# Movie Recommendation Algorithm

As part of this task, you are expected follow the instructions below and create a movie recommendation algorithm to make your users happy :)

### 1. We start off with the known dependencies we need

Pandas is a must. Pandas is a powerful data analysis library built for Python users. It helps us manipulate complicated data in a user-friendly manner. You will understand soon the convenience of it and come to love it as much as we do. 

Please use the run button on the right hand side to execute the code block below. Once the dependencies are imported successfully, you will see a green tick at the bottom of the code block.

In [3]:
import pandas as pd # refer to pandas as pd
from movie_details import get_movies_by_id  

### 2. Then we need to get our movies dataset

The dataset includes thousands of movies and detailed information for each one of them. Let's see how it looks like shall we? 

Run the code block below to execute the code. Once the code block runs, the dataset will be displayed underneath the code block.

In [None]:
path = "./data/dataset2.csv"

*Dataset section*.
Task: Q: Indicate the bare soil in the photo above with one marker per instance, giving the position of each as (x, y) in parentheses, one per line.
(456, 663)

*Required actions*.
a) Decide whether each statement agrees with the movie recommendation notebook: (i) pandas is described as a data analysis library built for Python users; (ii) a red cross appears at the bottom of the code block once the dependencies import successfully; (iii) the dataset is displayed above the code block after it runs. For each, answer yes or no and quote the deciding words.
b) In the movie recommendation notebook, which function is imported from movie_details?
c) Echo the movie recommendation notebook word for word, from "# Movie Recommendation" to "much as we do.".

*Outputs in order*.
a)
(i) Yes: "Pandas is a powerful data analysis library built for Python users."
(ii) No: "Once the dependencies are imported successfully, you will see a green tick at the bottom of the code block."
(iii) No: "Once the code block runs, the dataset will be displayed underneath the code block."

b) get_movies_by_id

c)
# Movie Recommendation Algorithm

As part of this task, you are expected follow the instructions below and create a movie recommendation algorithm to make your users happy :)

### 1. We start off with the known dependencies we need

Pandas is a must. Pandas is a powerful data analysis library built for Python users. It helps us manipulate complicated data in a user-friendly manner. You will understand soon the convenience of it and come to love it as much as we do.